Excerpt from a dataset
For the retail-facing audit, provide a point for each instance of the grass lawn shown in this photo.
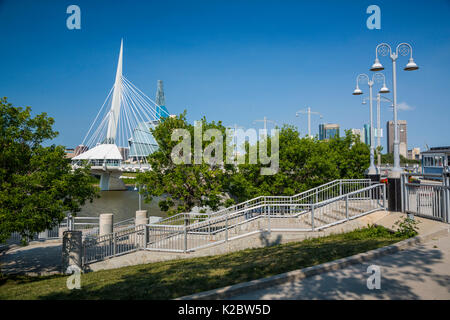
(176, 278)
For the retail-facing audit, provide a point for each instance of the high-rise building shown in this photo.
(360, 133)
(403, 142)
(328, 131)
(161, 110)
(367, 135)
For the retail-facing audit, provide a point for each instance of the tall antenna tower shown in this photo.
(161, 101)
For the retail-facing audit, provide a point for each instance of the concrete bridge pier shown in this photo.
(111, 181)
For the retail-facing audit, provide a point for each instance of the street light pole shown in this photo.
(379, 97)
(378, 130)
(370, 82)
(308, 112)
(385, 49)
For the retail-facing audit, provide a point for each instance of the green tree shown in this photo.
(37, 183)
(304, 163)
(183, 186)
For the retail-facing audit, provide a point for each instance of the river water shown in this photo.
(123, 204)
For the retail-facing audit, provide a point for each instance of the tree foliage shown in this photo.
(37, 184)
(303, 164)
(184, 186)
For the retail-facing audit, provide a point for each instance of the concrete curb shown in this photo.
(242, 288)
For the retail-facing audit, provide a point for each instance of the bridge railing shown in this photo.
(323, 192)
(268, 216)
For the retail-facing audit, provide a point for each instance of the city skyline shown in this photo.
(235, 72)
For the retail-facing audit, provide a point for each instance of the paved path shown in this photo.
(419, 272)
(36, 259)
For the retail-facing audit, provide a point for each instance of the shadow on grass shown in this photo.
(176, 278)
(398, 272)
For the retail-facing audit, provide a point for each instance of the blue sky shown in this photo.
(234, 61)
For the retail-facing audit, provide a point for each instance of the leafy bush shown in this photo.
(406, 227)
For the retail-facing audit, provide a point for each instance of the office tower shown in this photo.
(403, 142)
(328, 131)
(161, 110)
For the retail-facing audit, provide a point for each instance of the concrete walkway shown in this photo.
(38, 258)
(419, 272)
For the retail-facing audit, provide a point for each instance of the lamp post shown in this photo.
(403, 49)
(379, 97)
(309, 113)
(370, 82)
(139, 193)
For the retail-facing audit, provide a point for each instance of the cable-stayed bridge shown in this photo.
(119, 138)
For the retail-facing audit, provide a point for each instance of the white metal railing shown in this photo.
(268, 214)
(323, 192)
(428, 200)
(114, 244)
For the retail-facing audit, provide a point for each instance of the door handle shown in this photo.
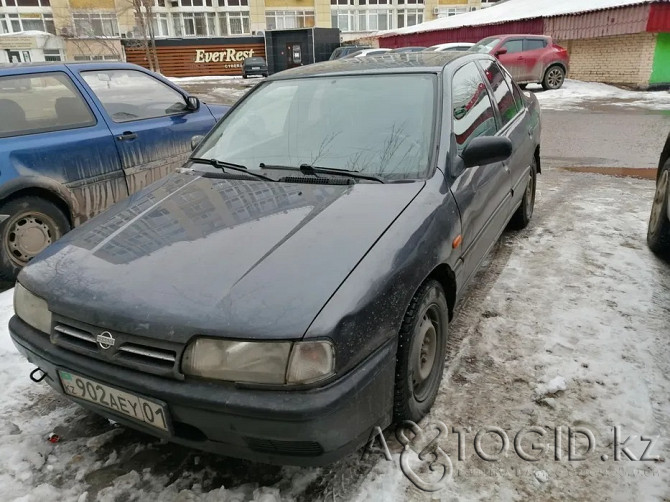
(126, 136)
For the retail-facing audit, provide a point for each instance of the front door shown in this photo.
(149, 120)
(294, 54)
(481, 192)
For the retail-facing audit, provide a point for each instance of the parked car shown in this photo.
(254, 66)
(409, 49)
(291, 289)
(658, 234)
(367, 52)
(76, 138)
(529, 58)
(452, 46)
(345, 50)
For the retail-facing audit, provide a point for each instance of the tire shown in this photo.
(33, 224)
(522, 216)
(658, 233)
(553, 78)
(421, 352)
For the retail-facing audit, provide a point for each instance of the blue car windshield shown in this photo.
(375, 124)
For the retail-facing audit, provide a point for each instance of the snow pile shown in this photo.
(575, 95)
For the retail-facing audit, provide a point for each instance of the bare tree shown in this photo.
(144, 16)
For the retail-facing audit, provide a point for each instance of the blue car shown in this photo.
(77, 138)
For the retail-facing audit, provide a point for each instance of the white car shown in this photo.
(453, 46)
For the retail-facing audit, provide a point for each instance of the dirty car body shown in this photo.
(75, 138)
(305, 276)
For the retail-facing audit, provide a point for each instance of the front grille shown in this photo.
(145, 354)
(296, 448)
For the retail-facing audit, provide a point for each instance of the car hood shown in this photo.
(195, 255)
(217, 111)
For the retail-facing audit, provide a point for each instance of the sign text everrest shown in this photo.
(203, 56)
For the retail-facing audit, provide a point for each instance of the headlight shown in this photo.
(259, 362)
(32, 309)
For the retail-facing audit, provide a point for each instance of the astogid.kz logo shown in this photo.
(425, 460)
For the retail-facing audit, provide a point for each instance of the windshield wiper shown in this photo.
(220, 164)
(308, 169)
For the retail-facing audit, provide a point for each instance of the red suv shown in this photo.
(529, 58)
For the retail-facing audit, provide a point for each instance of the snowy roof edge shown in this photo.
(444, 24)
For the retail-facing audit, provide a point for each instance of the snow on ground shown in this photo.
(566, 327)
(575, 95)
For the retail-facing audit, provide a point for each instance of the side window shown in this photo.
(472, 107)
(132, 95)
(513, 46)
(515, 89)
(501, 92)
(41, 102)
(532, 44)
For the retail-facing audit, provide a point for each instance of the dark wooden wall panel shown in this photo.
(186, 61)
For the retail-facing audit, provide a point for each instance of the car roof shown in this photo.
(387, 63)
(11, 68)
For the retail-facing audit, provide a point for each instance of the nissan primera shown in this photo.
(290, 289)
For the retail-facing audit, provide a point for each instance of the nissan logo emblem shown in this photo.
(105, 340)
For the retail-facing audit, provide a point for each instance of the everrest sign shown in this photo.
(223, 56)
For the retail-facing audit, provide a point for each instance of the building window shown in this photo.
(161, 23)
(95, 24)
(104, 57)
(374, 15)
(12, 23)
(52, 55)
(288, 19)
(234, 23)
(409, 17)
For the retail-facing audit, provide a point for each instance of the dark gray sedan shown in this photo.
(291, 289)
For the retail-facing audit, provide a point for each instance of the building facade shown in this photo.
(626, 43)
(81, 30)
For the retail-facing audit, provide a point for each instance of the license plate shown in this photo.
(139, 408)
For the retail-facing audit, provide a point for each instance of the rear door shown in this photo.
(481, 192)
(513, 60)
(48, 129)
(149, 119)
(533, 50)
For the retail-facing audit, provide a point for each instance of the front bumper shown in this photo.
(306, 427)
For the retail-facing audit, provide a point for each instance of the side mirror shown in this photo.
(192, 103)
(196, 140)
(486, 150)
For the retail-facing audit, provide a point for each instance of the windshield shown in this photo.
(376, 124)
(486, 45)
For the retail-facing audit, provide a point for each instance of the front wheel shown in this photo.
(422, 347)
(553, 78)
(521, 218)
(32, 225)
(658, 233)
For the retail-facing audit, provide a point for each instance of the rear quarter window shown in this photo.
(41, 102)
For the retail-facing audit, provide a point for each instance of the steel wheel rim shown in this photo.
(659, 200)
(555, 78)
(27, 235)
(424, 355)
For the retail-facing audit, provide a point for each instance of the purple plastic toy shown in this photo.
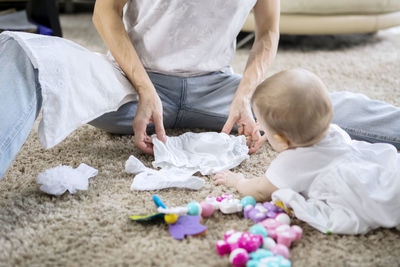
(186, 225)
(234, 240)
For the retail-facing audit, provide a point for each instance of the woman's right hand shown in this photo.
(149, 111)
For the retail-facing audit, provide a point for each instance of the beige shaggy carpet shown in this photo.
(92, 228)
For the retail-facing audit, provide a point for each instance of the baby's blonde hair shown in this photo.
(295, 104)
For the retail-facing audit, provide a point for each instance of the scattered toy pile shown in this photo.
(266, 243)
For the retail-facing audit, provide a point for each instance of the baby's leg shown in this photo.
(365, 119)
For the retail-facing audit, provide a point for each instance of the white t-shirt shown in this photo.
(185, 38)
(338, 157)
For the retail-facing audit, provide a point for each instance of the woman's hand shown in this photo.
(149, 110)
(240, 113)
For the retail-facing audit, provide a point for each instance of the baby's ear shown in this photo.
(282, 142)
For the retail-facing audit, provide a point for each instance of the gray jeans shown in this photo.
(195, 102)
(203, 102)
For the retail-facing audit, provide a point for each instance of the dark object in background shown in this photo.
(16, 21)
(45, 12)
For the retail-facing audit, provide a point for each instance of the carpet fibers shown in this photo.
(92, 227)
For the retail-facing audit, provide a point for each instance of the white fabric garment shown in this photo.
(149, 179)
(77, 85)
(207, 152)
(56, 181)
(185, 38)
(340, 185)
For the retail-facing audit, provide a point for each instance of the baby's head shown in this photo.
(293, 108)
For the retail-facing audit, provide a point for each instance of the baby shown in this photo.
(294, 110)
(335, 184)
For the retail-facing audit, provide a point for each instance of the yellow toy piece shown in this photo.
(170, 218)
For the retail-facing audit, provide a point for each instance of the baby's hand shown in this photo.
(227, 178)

---

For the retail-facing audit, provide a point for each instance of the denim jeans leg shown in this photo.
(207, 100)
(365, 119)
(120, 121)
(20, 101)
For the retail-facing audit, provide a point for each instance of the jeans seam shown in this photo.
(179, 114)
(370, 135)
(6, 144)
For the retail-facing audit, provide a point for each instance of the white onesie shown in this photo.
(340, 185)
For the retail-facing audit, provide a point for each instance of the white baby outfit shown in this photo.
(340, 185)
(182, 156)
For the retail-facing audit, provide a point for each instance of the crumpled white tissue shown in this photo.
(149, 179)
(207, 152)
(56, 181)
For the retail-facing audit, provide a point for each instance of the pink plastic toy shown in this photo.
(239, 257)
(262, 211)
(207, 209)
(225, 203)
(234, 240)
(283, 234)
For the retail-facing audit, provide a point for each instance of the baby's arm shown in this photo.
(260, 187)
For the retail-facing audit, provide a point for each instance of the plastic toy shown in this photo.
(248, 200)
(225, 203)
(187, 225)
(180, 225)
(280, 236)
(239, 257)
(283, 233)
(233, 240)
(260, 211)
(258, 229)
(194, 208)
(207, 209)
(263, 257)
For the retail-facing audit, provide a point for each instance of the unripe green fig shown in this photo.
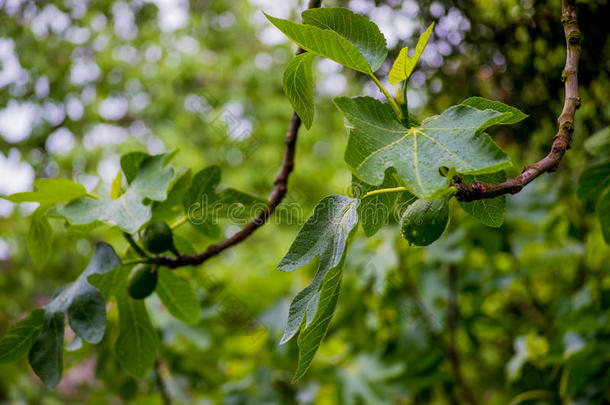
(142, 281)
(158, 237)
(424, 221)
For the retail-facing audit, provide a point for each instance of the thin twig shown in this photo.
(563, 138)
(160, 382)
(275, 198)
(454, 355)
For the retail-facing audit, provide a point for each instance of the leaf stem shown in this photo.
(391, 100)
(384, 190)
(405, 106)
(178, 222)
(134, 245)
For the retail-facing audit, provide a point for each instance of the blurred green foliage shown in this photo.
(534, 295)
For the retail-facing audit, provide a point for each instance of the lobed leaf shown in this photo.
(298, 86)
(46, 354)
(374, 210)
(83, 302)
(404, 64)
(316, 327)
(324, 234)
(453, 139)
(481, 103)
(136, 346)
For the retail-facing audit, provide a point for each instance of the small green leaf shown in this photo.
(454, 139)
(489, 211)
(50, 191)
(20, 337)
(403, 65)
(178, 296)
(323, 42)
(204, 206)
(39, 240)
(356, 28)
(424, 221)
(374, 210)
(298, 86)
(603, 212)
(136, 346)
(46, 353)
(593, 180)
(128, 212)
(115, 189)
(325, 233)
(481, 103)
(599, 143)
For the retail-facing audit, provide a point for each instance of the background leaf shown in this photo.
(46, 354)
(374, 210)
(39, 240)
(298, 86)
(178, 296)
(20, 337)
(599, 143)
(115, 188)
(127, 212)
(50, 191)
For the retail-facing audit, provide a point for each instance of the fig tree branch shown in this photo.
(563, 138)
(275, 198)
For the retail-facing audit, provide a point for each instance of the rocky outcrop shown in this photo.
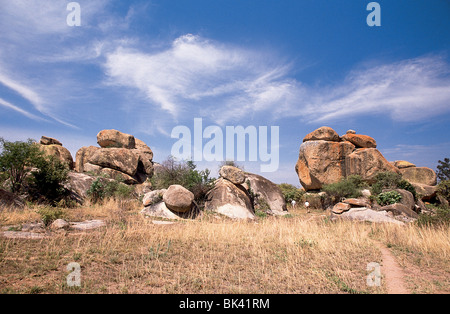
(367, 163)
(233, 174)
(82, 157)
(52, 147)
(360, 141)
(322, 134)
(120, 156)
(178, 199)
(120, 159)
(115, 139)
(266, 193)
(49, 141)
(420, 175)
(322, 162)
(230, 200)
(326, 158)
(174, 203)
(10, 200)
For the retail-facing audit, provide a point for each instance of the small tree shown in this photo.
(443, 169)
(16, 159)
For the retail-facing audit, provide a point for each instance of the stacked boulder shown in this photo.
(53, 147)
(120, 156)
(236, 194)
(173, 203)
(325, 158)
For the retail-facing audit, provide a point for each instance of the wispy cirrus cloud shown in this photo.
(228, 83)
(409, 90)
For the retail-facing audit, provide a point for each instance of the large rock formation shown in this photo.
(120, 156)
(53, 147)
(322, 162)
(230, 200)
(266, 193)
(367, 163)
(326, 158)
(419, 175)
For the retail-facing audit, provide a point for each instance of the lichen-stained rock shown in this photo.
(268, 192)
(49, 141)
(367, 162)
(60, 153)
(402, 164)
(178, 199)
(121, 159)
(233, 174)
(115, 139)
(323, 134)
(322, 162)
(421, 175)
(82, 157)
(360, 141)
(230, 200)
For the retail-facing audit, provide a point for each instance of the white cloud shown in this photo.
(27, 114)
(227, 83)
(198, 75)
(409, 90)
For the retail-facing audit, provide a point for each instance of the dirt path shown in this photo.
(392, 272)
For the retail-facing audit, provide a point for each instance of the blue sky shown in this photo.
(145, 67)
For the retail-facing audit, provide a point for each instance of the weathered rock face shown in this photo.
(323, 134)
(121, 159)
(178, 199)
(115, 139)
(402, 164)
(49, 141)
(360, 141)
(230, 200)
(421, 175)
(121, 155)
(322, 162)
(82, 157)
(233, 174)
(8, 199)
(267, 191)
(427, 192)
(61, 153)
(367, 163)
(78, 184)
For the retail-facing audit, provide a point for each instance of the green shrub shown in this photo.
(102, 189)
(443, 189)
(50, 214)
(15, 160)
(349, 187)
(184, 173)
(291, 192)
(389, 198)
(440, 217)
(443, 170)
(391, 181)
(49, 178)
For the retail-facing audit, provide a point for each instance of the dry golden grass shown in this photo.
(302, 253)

--

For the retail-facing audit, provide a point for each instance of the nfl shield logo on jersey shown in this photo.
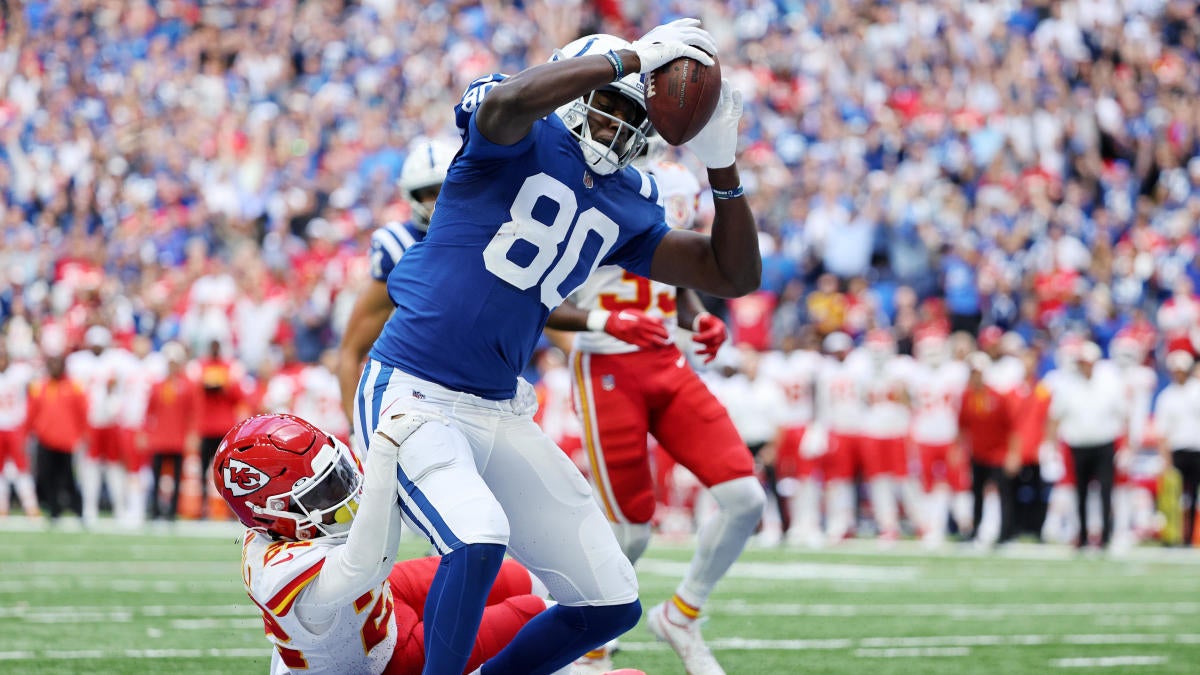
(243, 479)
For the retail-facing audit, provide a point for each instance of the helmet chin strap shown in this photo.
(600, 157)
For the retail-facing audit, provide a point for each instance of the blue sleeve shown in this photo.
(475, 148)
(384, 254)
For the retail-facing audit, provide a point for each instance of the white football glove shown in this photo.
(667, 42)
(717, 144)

* **Given exercise**
From the items above, pull out every line that contains the word "green", matching case exactly.

* **Problem solution**
For the retail-facing audit, provide a point for each instance of the green tree shown in this photo.
For the retail-facing audit, provide a point for each instance of the unripe green fig shown in this photo.
For the retail-facing audit, provide a point for each instance of the blurred green foliage shown in this photo.
For the retail-facing audit, provide a point for each instance of the small green leaf shown in this photo.
For the retail-facing audit, provide a point for each instance of the green shrub shown in this photo.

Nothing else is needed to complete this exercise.